» **What the exercise asks**
Starting at the line that holds "negative clicks: (41, 120) (41, 130)" and stopping at the line that holds "127L15 135L17 157L233", restate the records below word for word, with both of those lines included.

[Collected data]
◆ ◆ ◆ ◆ ◆
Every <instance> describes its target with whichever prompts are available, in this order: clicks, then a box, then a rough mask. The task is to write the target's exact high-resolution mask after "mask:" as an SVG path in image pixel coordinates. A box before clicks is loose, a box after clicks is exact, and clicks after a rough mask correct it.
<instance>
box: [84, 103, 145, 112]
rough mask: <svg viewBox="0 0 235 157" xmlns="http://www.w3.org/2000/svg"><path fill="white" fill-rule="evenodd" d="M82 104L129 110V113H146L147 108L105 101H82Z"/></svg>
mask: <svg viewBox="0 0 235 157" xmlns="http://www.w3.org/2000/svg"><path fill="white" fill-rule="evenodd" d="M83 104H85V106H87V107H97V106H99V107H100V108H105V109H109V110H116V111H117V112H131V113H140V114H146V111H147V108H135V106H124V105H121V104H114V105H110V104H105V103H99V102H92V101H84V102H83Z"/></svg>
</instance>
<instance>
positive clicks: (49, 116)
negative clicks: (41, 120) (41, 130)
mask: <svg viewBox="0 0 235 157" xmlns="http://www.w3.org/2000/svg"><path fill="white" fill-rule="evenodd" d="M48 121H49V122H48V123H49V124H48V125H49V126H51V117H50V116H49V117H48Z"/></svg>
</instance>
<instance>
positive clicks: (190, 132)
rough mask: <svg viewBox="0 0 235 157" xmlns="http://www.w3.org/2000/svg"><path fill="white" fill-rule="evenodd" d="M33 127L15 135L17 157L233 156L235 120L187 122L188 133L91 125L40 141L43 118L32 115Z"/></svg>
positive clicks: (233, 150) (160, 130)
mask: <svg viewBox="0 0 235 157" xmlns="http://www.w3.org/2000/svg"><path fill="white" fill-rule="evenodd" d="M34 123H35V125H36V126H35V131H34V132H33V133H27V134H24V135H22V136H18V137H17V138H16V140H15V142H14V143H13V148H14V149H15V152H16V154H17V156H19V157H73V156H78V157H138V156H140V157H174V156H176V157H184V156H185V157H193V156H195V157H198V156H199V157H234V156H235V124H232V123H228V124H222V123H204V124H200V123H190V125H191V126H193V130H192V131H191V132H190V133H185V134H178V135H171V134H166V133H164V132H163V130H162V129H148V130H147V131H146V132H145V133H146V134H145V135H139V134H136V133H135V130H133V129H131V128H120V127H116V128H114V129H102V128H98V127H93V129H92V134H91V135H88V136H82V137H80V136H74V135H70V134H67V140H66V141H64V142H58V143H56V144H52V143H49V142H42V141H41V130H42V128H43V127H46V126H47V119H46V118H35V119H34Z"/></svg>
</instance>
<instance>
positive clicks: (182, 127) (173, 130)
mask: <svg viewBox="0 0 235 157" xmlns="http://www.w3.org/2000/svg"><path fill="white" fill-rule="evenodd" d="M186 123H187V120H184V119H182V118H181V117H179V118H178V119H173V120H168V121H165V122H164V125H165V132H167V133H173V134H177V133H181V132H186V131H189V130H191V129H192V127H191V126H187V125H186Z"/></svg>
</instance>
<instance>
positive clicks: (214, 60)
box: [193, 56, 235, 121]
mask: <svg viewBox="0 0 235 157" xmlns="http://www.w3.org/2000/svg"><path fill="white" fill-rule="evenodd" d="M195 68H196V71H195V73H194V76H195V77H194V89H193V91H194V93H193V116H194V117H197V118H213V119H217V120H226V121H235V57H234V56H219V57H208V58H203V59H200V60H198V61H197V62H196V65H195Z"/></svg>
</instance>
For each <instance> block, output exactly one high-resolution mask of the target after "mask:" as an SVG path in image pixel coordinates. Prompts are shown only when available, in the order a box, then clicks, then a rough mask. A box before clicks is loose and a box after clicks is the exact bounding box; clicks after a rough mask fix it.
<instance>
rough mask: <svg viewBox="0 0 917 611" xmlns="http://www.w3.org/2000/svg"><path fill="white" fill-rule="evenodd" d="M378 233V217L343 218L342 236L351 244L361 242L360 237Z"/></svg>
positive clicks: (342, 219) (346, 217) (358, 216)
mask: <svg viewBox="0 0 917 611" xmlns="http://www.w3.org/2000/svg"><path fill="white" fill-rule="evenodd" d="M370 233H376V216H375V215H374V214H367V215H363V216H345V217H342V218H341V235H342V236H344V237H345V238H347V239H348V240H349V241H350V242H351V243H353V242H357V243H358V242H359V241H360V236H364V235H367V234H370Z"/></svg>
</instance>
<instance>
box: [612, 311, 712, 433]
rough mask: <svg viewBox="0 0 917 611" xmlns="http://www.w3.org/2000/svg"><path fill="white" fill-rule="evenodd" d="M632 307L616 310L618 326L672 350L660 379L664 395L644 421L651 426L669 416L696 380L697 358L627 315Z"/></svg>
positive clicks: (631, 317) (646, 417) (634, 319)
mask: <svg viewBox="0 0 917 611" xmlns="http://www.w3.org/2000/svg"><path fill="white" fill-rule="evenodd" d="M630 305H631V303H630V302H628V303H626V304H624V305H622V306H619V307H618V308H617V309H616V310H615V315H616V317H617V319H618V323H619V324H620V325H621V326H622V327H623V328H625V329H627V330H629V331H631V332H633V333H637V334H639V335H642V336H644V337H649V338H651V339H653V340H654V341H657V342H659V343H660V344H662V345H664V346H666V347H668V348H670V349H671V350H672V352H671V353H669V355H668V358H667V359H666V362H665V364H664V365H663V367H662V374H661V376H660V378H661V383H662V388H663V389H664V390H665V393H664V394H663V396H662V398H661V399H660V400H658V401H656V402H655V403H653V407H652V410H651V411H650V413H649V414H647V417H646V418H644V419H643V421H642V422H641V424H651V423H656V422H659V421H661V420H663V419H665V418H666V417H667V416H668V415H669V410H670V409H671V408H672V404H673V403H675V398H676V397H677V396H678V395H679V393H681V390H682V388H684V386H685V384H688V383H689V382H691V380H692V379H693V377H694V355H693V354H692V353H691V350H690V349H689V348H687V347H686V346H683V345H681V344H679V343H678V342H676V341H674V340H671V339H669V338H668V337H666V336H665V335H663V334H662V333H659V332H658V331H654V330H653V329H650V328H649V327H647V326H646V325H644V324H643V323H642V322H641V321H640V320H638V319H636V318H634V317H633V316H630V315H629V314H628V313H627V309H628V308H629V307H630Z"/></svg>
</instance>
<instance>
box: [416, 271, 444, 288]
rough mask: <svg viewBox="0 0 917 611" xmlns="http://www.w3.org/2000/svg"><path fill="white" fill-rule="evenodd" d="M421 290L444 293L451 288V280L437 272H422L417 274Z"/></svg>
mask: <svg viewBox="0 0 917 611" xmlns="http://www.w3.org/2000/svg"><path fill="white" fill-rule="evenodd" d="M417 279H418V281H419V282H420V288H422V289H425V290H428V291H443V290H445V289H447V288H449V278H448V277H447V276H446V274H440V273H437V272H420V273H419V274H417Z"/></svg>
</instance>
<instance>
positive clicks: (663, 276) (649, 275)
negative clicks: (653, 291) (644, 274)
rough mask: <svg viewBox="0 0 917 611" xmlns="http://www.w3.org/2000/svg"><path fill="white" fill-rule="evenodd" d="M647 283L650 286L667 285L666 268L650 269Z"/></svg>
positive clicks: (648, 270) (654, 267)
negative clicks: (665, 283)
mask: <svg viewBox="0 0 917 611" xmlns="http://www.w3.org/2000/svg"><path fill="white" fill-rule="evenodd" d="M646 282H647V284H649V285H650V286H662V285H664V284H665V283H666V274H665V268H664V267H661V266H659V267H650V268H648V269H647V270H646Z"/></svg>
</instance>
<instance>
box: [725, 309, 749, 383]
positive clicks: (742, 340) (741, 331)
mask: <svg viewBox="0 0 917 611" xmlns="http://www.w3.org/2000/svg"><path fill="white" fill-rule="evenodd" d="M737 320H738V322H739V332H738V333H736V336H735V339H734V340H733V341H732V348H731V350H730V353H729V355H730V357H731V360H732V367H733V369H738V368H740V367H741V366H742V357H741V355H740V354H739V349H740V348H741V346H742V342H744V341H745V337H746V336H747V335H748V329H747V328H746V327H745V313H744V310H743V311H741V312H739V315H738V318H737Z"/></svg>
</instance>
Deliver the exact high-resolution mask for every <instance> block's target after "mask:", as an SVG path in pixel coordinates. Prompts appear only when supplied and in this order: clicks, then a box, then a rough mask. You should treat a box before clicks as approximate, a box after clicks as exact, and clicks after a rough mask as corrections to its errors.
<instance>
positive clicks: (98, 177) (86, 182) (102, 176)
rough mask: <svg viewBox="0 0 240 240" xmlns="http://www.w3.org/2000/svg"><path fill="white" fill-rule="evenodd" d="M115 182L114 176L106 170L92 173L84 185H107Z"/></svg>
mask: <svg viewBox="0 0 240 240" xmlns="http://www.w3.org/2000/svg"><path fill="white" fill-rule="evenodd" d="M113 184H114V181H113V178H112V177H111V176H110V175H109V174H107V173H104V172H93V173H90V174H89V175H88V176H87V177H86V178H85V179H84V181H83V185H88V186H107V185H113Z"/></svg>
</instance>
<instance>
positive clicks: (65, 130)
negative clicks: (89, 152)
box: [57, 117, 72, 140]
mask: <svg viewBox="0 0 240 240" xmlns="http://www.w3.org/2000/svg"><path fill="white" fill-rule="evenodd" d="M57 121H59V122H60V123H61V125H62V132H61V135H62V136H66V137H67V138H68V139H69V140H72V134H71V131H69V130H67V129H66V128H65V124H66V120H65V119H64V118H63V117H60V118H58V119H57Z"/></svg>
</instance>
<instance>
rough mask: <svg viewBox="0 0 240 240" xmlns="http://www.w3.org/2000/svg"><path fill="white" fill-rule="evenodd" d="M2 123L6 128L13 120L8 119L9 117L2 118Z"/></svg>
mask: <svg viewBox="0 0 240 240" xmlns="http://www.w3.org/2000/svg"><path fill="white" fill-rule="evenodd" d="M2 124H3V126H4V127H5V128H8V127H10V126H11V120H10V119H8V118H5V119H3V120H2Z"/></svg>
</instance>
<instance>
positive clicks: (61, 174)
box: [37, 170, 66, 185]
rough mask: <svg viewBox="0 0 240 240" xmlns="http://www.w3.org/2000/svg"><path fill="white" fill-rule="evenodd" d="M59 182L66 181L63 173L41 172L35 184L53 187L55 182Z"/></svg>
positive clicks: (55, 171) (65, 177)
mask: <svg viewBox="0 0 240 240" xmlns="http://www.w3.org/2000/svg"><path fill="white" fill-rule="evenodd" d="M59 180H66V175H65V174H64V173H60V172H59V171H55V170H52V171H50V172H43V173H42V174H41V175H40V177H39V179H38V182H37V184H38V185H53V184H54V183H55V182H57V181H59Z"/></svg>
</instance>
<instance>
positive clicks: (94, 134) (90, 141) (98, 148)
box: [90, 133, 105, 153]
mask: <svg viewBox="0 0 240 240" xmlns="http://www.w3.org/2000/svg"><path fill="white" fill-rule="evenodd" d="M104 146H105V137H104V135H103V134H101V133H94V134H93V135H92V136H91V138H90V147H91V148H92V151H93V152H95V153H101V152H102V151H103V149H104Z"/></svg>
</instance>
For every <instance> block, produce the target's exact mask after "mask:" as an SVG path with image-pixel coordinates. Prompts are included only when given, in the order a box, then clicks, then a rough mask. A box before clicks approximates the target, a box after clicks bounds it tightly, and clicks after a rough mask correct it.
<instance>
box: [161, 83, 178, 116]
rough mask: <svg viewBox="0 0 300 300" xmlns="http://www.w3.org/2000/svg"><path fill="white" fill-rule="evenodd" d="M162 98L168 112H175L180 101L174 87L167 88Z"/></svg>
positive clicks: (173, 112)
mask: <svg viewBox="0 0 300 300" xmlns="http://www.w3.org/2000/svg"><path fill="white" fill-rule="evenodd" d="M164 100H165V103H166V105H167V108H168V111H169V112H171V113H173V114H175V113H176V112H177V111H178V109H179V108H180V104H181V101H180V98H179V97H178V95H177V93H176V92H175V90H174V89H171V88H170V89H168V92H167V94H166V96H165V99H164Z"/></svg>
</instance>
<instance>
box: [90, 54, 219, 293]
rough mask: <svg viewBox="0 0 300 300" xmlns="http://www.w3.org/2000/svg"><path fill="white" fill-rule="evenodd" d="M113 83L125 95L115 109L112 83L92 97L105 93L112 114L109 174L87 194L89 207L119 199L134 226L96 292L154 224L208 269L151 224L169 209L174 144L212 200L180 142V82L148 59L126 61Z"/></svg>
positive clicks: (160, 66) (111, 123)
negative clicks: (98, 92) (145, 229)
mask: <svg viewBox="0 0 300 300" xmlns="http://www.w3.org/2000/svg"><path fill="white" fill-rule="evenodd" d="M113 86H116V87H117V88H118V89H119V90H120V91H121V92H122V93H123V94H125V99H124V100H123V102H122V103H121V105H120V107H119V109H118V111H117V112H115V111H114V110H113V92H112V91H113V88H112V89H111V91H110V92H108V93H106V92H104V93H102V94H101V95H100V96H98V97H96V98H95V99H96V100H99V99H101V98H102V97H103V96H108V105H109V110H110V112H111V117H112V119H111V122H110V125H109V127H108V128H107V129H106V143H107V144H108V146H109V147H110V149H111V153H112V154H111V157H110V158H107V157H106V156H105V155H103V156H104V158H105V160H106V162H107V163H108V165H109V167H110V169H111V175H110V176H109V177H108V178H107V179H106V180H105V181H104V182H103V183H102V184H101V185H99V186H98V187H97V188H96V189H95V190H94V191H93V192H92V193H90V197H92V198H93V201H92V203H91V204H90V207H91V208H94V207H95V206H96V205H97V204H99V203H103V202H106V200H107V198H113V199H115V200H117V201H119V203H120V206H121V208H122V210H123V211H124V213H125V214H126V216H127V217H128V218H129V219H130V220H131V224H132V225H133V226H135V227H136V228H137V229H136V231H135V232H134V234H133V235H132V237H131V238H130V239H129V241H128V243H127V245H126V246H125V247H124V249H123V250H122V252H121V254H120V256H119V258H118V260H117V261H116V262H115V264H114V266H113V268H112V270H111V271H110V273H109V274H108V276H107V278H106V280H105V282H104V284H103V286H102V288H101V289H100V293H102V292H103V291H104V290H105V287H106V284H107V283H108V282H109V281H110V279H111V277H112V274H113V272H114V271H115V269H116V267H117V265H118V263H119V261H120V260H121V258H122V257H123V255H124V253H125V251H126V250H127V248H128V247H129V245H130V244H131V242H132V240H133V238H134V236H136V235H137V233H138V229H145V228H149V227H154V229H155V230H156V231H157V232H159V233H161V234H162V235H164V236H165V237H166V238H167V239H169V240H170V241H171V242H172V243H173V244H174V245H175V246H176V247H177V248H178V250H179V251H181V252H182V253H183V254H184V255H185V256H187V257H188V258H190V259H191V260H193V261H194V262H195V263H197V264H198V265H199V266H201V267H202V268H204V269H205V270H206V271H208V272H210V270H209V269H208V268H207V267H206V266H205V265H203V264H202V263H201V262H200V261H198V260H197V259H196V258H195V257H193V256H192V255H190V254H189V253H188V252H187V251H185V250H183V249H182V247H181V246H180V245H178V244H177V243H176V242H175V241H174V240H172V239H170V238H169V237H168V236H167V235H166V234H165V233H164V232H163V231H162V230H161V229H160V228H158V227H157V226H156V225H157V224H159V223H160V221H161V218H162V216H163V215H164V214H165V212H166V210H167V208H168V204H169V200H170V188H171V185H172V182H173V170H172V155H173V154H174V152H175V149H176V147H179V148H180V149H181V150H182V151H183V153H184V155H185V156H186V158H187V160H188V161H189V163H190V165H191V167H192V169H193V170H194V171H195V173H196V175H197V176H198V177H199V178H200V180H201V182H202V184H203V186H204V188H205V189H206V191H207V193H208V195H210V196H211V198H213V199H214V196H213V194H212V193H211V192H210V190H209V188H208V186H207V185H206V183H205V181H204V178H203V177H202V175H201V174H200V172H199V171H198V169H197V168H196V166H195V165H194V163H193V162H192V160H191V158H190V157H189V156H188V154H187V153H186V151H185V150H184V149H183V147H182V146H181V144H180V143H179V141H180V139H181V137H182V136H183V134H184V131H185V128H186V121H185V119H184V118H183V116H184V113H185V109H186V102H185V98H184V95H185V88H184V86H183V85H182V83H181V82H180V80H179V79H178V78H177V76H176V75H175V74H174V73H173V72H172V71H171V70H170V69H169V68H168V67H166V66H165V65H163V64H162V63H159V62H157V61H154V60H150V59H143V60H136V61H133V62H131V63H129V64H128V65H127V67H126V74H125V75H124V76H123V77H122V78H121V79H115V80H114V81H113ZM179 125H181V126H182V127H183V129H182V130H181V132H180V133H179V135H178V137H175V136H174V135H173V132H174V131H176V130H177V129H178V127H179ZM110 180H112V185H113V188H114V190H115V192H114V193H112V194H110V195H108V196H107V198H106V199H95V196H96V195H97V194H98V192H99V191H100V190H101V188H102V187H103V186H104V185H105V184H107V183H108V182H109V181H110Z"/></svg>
◆ ◆ ◆ ◆ ◆
» **Task solution**
negative clicks: (41, 120) (41, 130)
mask: <svg viewBox="0 0 235 157" xmlns="http://www.w3.org/2000/svg"><path fill="white" fill-rule="evenodd" d="M48 121H49V122H48V123H49V124H48V125H49V126H51V117H50V116H49V117H48Z"/></svg>
</instance>
<instance>
positive clicks: (190, 132)
rough mask: <svg viewBox="0 0 235 157" xmlns="http://www.w3.org/2000/svg"><path fill="white" fill-rule="evenodd" d="M33 127L15 135L17 157L233 156L235 120L187 122L188 133L91 125L40 141L43 118L32 115Z"/></svg>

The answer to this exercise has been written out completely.